§ Task goal
Once you have checked each line below, report only the number of lines that contain the word "JSON".

§ Provided information

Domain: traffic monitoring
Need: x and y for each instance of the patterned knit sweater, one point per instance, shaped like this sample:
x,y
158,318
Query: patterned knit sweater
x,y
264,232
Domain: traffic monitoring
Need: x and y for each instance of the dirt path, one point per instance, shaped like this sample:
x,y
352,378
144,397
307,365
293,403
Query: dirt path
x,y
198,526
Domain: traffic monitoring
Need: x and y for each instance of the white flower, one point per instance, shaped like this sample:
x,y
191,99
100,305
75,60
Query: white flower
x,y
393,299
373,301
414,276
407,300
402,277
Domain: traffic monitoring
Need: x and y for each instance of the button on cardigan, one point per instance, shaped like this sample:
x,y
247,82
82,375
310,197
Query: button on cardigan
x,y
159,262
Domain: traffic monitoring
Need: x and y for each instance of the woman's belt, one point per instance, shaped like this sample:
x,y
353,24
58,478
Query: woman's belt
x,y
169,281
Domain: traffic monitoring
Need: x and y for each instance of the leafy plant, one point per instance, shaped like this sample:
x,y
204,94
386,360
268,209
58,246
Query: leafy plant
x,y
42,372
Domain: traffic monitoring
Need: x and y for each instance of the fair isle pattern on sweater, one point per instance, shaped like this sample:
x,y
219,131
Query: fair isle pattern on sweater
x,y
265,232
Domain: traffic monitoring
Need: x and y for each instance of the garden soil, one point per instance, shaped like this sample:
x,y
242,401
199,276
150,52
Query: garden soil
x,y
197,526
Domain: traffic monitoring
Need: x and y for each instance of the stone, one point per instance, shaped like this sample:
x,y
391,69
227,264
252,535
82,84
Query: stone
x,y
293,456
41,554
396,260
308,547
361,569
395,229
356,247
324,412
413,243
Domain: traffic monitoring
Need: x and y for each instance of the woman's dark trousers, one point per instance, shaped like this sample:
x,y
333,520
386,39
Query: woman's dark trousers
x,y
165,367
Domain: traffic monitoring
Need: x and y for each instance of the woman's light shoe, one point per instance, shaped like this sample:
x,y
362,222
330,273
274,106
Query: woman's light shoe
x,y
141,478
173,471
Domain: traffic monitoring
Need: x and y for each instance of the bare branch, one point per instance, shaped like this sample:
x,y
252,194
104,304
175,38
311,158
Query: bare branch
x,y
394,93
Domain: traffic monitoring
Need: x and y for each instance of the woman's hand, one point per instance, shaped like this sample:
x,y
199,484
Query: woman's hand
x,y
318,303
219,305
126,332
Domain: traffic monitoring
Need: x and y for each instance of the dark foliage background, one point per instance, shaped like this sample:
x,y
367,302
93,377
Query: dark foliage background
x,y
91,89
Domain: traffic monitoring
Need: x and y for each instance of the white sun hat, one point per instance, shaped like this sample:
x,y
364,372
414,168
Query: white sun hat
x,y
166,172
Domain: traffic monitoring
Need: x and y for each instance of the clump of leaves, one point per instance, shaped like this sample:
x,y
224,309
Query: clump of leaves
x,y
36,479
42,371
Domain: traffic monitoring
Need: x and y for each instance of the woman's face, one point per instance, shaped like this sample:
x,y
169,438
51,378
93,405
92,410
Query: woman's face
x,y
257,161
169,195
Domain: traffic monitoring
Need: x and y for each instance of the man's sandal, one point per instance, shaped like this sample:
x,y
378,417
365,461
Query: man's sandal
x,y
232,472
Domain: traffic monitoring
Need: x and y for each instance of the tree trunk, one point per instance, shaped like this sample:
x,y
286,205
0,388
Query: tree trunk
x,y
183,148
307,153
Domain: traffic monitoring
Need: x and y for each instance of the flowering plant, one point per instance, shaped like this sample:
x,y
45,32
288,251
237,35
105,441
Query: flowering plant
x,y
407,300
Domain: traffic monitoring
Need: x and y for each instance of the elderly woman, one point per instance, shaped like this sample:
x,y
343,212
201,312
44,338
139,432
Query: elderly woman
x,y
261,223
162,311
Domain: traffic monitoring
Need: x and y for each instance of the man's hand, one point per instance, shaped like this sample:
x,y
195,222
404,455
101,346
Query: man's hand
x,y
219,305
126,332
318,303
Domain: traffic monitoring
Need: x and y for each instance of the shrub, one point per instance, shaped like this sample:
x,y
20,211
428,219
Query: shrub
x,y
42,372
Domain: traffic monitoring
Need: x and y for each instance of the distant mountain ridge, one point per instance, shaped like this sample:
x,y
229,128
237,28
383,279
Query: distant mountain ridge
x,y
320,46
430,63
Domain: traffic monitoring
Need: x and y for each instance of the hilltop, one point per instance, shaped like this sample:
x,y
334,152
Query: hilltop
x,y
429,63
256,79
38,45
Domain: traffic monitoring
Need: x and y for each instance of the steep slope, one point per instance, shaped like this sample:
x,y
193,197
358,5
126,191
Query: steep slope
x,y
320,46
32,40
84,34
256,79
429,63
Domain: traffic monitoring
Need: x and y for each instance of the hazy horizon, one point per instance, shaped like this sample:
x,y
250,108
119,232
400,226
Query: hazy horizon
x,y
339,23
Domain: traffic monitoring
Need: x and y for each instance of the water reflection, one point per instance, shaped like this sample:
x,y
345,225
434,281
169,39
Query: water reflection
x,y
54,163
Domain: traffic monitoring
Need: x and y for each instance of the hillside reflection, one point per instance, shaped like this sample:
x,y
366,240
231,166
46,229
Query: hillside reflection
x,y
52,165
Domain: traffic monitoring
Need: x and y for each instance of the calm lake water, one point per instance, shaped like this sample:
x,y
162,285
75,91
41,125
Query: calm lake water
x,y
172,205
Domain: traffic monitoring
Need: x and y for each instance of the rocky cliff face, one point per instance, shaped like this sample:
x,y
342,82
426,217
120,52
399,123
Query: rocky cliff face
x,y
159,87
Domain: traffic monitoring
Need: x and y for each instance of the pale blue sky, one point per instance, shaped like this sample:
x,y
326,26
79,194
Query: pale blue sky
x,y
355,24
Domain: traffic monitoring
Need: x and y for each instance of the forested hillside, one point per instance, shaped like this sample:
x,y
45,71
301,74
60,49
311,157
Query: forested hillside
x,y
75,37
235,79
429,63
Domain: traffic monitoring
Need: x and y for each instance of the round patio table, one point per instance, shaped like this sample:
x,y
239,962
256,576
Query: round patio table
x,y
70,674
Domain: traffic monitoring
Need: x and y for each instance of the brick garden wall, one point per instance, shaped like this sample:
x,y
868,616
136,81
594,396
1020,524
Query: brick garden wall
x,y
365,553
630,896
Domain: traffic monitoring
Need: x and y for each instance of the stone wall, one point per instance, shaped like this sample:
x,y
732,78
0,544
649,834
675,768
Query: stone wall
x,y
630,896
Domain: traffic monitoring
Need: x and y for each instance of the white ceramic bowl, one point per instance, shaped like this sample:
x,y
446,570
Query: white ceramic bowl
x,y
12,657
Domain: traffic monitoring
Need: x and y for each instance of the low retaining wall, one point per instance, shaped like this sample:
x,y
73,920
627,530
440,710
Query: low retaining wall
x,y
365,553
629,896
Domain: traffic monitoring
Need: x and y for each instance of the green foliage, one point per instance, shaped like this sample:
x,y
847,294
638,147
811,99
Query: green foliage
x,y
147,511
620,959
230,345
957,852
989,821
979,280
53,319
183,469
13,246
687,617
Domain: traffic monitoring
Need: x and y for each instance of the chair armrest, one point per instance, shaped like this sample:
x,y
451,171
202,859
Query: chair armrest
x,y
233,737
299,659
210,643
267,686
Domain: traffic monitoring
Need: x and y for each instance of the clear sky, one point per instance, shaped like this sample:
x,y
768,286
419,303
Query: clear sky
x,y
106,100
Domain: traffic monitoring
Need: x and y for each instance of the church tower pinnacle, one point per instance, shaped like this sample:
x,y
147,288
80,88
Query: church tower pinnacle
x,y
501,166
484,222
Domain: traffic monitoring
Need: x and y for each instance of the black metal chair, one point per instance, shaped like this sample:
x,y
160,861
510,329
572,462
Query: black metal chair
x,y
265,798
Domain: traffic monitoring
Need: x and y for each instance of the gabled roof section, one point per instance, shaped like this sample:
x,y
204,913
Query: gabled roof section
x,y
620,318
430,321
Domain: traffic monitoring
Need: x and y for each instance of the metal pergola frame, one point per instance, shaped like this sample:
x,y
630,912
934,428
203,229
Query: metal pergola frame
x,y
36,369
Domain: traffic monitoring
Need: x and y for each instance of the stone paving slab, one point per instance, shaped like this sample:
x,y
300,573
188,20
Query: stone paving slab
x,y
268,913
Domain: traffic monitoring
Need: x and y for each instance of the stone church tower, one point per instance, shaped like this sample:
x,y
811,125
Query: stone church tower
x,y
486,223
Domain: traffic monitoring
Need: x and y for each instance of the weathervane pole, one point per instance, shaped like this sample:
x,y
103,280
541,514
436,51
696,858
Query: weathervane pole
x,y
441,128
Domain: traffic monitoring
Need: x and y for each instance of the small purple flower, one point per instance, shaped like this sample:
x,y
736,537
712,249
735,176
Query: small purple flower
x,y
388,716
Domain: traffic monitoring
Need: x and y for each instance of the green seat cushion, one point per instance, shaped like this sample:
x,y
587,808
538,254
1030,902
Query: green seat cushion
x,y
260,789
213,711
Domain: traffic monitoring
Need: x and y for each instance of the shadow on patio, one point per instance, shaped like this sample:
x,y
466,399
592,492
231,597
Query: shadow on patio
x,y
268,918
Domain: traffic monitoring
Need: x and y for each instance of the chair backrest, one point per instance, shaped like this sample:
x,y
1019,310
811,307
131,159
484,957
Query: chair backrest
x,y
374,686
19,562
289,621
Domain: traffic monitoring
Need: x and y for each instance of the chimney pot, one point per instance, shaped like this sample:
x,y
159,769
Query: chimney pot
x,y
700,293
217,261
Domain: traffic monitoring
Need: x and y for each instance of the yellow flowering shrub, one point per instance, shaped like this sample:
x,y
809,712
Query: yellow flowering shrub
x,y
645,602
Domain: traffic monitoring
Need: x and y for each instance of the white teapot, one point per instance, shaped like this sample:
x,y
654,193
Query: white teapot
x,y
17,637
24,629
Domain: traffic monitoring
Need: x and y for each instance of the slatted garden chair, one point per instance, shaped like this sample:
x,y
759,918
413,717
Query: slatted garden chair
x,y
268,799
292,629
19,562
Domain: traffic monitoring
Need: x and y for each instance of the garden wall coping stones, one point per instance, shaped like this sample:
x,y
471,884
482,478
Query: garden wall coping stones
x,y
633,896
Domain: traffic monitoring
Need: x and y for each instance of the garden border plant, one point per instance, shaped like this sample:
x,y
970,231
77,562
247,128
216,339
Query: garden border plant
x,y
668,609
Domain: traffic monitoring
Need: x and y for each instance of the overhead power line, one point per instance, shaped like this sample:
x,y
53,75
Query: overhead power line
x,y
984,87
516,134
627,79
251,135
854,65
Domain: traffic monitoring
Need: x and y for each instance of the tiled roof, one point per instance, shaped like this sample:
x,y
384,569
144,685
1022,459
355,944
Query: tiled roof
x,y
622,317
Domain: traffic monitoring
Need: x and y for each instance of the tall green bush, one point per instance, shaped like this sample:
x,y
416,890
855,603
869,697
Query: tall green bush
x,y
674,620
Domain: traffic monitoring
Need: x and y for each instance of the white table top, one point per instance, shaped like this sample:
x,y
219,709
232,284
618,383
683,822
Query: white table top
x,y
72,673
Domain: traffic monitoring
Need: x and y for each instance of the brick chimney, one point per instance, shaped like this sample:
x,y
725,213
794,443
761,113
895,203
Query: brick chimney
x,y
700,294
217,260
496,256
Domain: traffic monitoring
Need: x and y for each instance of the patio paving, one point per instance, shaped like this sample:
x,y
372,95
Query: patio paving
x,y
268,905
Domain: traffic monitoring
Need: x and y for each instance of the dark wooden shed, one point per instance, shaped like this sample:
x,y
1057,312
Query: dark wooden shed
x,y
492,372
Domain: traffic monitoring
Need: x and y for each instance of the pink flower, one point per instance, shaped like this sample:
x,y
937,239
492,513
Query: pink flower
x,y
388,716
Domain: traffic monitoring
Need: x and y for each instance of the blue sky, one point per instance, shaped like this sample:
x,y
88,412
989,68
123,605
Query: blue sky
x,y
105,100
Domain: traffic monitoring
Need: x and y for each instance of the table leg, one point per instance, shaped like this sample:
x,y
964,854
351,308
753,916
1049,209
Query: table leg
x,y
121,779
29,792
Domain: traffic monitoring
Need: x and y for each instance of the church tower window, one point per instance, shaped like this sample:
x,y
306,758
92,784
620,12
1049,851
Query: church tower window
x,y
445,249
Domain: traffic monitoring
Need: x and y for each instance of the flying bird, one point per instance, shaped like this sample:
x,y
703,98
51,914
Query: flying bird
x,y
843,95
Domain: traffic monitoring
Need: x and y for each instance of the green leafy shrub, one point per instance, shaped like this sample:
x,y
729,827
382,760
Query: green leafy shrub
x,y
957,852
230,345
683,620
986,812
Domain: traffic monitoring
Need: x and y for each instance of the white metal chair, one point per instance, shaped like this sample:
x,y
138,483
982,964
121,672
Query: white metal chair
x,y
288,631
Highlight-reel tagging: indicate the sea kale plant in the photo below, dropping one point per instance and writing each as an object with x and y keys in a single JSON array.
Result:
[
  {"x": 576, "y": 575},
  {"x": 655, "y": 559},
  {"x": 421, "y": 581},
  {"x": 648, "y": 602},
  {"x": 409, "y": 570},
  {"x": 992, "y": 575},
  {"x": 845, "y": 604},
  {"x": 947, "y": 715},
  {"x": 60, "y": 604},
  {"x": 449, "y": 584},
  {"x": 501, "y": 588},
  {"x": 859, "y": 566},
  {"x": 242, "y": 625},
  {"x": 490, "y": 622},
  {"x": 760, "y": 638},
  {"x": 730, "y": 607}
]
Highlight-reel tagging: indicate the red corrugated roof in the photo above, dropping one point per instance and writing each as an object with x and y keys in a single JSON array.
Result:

§ Response to this task
2